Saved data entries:
☆ ☆ ☆ ☆

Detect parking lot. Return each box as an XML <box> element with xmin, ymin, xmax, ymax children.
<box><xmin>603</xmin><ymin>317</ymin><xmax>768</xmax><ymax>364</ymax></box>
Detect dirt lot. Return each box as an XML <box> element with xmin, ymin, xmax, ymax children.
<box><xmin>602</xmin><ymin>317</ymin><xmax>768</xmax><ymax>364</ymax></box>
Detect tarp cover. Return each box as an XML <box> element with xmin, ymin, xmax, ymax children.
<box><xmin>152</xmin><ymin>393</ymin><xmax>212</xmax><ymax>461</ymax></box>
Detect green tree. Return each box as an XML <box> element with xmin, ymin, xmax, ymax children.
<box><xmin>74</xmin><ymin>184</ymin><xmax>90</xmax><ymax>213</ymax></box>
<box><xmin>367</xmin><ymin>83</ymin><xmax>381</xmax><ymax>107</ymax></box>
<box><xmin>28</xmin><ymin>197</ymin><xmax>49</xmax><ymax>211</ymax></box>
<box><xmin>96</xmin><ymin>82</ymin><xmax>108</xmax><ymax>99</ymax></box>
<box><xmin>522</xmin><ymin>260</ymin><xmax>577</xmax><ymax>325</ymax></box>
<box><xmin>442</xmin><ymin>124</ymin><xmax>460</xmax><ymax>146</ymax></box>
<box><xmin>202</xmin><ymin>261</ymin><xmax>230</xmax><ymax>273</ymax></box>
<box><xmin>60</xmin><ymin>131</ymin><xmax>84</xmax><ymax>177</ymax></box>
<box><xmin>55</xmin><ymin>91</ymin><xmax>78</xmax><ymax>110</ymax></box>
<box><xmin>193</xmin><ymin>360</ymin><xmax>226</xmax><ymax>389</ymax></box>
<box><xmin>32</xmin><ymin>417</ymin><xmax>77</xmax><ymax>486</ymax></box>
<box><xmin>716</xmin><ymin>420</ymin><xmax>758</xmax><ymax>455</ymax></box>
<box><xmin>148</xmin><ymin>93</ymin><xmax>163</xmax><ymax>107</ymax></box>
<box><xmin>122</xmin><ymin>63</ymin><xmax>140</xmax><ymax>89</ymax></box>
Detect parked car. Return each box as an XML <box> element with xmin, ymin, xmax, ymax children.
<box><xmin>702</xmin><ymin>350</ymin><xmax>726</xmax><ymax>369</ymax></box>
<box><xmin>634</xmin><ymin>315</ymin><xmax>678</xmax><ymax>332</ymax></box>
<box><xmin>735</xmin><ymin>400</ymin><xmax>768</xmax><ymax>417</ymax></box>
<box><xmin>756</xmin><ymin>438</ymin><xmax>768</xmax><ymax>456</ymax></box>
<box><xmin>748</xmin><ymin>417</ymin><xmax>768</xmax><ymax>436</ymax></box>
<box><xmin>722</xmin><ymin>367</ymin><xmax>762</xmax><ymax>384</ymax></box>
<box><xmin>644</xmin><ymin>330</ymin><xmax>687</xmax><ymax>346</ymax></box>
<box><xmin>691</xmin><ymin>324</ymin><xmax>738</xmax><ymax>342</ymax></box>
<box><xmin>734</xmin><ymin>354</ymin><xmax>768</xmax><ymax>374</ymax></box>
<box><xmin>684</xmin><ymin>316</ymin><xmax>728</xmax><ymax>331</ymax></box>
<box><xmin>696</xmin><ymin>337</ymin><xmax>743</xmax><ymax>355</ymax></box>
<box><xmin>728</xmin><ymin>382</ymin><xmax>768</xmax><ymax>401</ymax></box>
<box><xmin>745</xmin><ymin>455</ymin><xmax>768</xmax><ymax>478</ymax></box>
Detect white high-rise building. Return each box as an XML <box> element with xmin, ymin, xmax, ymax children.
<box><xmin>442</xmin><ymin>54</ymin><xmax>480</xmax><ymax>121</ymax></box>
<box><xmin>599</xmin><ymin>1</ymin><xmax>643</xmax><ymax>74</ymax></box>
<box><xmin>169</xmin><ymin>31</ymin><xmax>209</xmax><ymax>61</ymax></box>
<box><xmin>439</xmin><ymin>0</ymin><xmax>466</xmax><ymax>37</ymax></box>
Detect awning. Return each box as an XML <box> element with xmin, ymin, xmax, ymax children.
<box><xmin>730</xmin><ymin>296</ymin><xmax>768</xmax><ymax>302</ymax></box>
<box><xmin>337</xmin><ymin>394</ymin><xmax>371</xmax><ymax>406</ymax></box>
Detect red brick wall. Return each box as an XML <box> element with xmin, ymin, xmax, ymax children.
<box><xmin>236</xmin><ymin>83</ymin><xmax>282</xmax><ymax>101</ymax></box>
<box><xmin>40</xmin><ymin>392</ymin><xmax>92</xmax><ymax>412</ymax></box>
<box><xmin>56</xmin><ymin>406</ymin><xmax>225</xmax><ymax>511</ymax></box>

☆ ☆ ☆ ☆

▶ PROBLEM
Your task is to give the records above again, exactly.

▶ WRITTEN ANSWER
Detect parking lot. Return each box as an XML <box> element with xmin, ymin, xmax, ymax children.
<box><xmin>603</xmin><ymin>317</ymin><xmax>768</xmax><ymax>364</ymax></box>
Detect dirt lot. Return each box as an XML <box> element with xmin, ymin, xmax, ymax children.
<box><xmin>602</xmin><ymin>317</ymin><xmax>768</xmax><ymax>364</ymax></box>
Detect tarp cover. Return each box as an XML <box> element with xmin, ymin, xmax, ymax children.
<box><xmin>152</xmin><ymin>393</ymin><xmax>212</xmax><ymax>461</ymax></box>
Detect green tree. Return each box as an XML <box> element with xmin, ymin, xmax, ymax children.
<box><xmin>74</xmin><ymin>184</ymin><xmax>90</xmax><ymax>213</ymax></box>
<box><xmin>367</xmin><ymin>83</ymin><xmax>381</xmax><ymax>107</ymax></box>
<box><xmin>28</xmin><ymin>197</ymin><xmax>49</xmax><ymax>211</ymax></box>
<box><xmin>96</xmin><ymin>82</ymin><xmax>108</xmax><ymax>99</ymax></box>
<box><xmin>522</xmin><ymin>260</ymin><xmax>577</xmax><ymax>325</ymax></box>
<box><xmin>442</xmin><ymin>124</ymin><xmax>460</xmax><ymax>146</ymax></box>
<box><xmin>202</xmin><ymin>261</ymin><xmax>230</xmax><ymax>273</ymax></box>
<box><xmin>60</xmin><ymin>131</ymin><xmax>84</xmax><ymax>177</ymax></box>
<box><xmin>55</xmin><ymin>91</ymin><xmax>78</xmax><ymax>110</ymax></box>
<box><xmin>193</xmin><ymin>360</ymin><xmax>226</xmax><ymax>389</ymax></box>
<box><xmin>32</xmin><ymin>417</ymin><xmax>77</xmax><ymax>486</ymax></box>
<box><xmin>716</xmin><ymin>420</ymin><xmax>758</xmax><ymax>455</ymax></box>
<box><xmin>148</xmin><ymin>93</ymin><xmax>163</xmax><ymax>107</ymax></box>
<box><xmin>122</xmin><ymin>63</ymin><xmax>140</xmax><ymax>89</ymax></box>
Detect parked car. Return each box as an XML <box> element with xmin, ymin, xmax, ymax children.
<box><xmin>702</xmin><ymin>350</ymin><xmax>726</xmax><ymax>369</ymax></box>
<box><xmin>634</xmin><ymin>315</ymin><xmax>678</xmax><ymax>332</ymax></box>
<box><xmin>735</xmin><ymin>400</ymin><xmax>768</xmax><ymax>417</ymax></box>
<box><xmin>756</xmin><ymin>438</ymin><xmax>768</xmax><ymax>456</ymax></box>
<box><xmin>748</xmin><ymin>417</ymin><xmax>768</xmax><ymax>436</ymax></box>
<box><xmin>722</xmin><ymin>367</ymin><xmax>762</xmax><ymax>384</ymax></box>
<box><xmin>644</xmin><ymin>330</ymin><xmax>687</xmax><ymax>346</ymax></box>
<box><xmin>691</xmin><ymin>324</ymin><xmax>738</xmax><ymax>342</ymax></box>
<box><xmin>734</xmin><ymin>354</ymin><xmax>768</xmax><ymax>374</ymax></box>
<box><xmin>684</xmin><ymin>316</ymin><xmax>728</xmax><ymax>331</ymax></box>
<box><xmin>696</xmin><ymin>337</ymin><xmax>743</xmax><ymax>355</ymax></box>
<box><xmin>728</xmin><ymin>382</ymin><xmax>768</xmax><ymax>401</ymax></box>
<box><xmin>745</xmin><ymin>455</ymin><xmax>768</xmax><ymax>478</ymax></box>
Detect white high-rise building. Return each box as an XML <box> element with xmin, ymin, xmax, ymax children.
<box><xmin>442</xmin><ymin>54</ymin><xmax>480</xmax><ymax>121</ymax></box>
<box><xmin>599</xmin><ymin>1</ymin><xmax>643</xmax><ymax>74</ymax></box>
<box><xmin>169</xmin><ymin>31</ymin><xmax>209</xmax><ymax>61</ymax></box>
<box><xmin>439</xmin><ymin>0</ymin><xmax>466</xmax><ymax>37</ymax></box>
Detect awning. Return each box as an XML <box> element with xmin, ymin, xmax, ymax children.
<box><xmin>730</xmin><ymin>296</ymin><xmax>768</xmax><ymax>302</ymax></box>
<box><xmin>337</xmin><ymin>394</ymin><xmax>371</xmax><ymax>406</ymax></box>
Detect red brick wall. Return each box as an XML <box> element with xmin, ymin, xmax, ymax children.
<box><xmin>236</xmin><ymin>83</ymin><xmax>282</xmax><ymax>101</ymax></box>
<box><xmin>40</xmin><ymin>392</ymin><xmax>92</xmax><ymax>412</ymax></box>
<box><xmin>56</xmin><ymin>406</ymin><xmax>225</xmax><ymax>511</ymax></box>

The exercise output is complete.